**EXERCISE DESCRIPTION:**
How many of the lines below contain the word "each"? Give only the number.

**DATA FOR THIS TASK:**
= Beginning of Section =

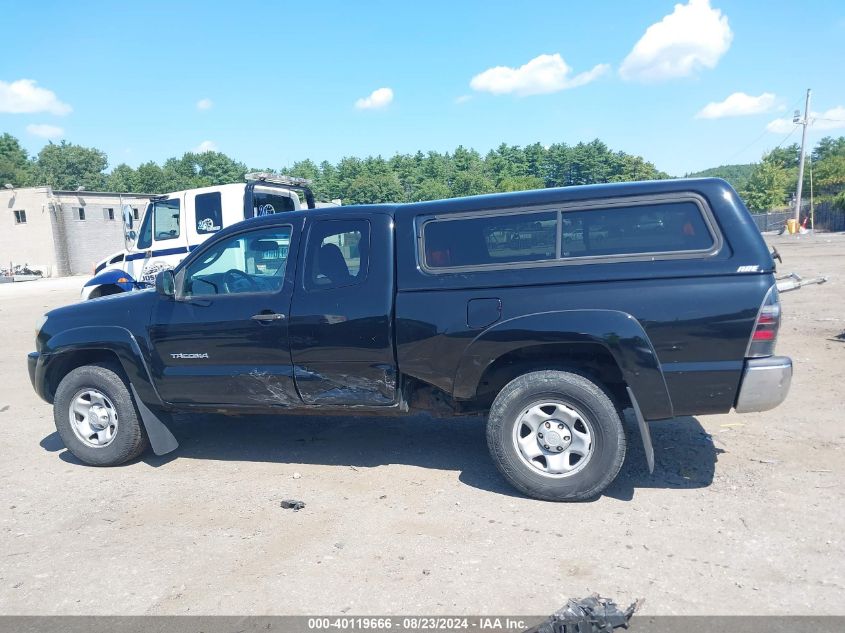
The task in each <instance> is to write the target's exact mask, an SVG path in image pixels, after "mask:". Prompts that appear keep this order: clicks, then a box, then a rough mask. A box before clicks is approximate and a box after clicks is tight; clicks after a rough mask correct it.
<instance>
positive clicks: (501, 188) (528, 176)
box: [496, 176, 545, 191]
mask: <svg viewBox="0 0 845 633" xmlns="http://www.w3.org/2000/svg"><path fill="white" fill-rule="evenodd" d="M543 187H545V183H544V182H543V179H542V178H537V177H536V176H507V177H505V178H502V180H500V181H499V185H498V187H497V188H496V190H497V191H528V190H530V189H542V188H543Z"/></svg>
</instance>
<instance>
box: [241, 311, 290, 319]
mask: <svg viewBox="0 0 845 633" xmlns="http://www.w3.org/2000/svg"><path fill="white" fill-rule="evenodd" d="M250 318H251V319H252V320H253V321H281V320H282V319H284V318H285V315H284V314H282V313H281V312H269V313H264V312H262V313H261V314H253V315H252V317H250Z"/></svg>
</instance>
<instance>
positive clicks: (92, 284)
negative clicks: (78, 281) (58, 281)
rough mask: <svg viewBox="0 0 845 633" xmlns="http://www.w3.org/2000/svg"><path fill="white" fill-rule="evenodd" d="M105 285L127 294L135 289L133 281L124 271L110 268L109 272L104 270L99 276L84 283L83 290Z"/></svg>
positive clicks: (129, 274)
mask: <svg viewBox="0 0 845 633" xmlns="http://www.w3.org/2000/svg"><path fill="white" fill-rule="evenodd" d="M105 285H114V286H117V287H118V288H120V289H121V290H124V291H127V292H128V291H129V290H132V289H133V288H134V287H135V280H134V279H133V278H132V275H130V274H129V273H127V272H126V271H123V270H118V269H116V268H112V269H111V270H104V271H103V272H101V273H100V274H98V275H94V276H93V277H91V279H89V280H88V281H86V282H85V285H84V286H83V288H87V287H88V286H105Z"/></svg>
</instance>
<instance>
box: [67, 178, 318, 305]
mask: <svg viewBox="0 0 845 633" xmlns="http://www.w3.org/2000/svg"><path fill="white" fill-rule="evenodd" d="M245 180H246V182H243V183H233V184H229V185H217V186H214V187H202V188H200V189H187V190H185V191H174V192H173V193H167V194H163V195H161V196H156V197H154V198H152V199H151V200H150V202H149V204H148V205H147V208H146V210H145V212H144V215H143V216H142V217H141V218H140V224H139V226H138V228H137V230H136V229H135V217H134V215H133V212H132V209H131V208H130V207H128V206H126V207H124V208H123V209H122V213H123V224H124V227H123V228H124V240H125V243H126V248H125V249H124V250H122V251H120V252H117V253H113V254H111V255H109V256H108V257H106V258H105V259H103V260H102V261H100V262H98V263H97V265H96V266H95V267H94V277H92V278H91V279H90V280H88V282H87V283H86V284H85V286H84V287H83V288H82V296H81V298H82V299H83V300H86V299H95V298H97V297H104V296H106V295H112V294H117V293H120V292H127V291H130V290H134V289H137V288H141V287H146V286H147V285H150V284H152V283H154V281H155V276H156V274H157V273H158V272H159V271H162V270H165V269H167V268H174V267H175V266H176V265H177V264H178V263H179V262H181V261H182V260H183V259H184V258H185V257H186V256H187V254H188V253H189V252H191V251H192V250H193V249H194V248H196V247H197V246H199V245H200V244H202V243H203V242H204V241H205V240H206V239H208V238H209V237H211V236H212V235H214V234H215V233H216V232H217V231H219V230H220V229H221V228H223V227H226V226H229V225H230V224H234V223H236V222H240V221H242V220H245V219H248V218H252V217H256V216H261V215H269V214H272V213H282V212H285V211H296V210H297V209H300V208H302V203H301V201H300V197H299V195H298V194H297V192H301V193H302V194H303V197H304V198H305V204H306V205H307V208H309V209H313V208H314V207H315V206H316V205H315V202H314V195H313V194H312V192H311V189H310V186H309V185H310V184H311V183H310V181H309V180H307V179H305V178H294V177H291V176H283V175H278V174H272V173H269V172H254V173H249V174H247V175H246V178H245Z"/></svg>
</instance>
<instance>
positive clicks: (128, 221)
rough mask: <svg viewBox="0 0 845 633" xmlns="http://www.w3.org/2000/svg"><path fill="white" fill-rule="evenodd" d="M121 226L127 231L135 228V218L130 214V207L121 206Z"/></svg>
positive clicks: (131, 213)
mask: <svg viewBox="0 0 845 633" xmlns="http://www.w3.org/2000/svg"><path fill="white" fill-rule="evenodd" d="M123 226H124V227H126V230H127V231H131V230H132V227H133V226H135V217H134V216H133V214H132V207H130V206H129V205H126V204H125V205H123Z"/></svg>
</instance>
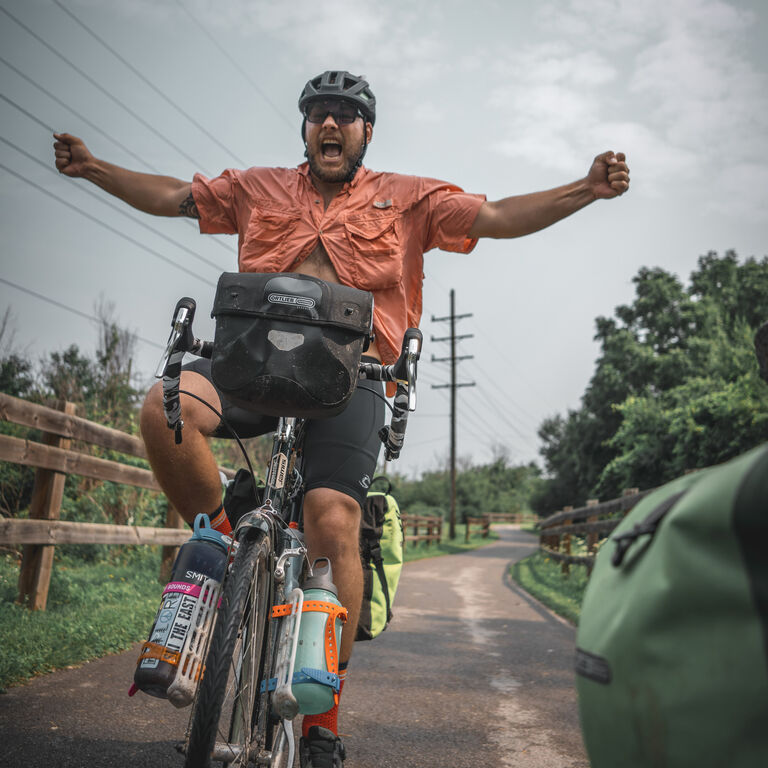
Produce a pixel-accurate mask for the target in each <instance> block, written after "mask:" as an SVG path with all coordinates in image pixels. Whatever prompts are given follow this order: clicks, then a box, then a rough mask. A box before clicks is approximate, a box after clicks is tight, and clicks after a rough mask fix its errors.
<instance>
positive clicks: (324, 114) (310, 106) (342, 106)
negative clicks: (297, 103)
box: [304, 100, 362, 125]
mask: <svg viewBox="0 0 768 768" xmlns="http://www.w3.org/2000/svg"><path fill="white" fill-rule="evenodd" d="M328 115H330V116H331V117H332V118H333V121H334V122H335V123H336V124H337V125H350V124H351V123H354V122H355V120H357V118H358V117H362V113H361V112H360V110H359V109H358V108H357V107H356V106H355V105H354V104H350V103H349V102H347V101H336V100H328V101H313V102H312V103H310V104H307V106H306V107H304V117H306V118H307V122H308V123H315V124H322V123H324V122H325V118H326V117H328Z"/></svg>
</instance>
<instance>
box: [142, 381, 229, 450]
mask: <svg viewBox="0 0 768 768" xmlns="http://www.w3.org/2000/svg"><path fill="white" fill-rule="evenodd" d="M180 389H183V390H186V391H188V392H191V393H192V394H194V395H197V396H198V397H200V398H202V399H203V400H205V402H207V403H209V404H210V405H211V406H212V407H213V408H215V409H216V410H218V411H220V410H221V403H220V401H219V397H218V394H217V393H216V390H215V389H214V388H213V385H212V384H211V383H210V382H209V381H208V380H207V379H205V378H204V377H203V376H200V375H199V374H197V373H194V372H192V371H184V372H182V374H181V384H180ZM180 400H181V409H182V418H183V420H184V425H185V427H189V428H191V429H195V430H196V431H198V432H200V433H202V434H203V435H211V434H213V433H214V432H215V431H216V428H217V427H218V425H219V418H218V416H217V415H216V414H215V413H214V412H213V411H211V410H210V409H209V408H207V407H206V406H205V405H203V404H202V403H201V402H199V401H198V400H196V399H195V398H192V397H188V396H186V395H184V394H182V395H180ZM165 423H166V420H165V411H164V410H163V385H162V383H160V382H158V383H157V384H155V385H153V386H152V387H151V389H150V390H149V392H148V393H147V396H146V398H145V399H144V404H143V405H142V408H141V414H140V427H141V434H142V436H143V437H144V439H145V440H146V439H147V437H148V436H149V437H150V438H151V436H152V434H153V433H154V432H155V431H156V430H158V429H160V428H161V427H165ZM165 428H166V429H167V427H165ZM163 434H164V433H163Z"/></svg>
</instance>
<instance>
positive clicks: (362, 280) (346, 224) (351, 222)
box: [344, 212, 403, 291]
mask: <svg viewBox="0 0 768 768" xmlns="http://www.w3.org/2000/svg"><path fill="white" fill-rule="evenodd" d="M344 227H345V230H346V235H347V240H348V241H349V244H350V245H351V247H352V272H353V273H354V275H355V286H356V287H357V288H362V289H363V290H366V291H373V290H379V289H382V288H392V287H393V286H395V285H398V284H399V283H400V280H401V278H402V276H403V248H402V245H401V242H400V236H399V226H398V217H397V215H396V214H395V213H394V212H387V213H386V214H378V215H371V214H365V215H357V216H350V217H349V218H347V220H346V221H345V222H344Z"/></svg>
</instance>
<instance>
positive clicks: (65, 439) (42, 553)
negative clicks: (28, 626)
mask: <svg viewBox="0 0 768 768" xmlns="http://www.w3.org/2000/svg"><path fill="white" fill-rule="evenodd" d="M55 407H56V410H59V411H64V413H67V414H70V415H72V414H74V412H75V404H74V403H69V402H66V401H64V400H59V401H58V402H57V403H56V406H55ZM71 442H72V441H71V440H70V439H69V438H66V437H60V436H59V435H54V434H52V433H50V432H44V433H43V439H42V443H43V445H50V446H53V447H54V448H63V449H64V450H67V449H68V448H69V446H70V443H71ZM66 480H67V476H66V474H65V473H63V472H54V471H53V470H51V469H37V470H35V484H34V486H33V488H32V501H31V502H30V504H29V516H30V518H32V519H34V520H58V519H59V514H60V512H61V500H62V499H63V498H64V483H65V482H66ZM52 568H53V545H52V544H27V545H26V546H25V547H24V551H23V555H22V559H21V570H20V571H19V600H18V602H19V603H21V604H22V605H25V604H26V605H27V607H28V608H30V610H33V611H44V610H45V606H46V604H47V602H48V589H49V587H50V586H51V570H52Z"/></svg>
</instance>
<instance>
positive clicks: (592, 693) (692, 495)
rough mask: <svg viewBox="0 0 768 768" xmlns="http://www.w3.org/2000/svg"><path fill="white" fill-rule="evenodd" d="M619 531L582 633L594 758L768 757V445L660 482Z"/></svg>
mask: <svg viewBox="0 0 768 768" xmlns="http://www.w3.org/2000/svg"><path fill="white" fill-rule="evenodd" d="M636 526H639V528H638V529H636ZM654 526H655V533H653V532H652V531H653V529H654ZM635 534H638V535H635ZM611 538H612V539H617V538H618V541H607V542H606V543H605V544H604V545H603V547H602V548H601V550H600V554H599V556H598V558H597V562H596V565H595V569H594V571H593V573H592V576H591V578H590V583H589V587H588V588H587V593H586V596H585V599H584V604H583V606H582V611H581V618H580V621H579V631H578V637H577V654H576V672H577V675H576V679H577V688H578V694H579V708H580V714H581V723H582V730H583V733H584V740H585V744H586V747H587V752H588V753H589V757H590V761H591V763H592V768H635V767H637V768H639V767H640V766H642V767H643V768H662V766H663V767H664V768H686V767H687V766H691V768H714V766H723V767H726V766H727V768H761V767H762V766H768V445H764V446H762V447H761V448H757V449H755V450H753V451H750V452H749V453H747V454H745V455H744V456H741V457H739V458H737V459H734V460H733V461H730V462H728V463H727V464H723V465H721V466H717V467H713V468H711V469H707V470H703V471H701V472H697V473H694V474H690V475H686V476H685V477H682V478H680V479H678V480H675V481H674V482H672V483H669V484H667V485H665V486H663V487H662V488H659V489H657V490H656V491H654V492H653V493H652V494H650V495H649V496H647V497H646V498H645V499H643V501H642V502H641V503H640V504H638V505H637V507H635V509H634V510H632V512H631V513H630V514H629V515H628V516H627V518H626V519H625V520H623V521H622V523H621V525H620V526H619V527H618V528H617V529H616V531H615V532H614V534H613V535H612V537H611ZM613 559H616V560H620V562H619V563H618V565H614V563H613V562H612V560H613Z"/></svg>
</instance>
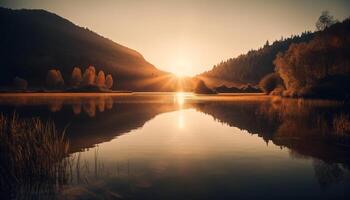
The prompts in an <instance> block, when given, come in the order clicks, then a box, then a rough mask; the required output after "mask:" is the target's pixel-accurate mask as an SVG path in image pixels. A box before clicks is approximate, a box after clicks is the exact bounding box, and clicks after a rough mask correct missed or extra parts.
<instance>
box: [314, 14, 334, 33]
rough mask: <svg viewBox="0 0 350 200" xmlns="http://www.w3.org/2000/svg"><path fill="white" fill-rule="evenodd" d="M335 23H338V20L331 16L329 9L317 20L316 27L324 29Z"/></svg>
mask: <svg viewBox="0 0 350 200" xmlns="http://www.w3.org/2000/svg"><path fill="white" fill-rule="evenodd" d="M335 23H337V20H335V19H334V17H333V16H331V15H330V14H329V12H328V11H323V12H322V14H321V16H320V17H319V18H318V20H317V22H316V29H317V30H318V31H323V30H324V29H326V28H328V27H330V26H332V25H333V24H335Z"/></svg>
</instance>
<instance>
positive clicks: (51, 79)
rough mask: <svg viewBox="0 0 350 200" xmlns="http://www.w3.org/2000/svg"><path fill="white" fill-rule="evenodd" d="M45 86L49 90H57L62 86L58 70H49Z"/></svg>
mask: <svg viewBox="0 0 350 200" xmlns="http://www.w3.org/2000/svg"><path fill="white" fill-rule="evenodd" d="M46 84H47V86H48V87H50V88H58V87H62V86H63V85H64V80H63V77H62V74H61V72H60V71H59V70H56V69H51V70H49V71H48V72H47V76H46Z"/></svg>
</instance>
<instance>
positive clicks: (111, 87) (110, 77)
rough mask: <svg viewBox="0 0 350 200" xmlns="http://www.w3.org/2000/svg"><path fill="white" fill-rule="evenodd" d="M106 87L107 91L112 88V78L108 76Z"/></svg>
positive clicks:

= End of Section =

**ANSWER FOR THE TASK:**
2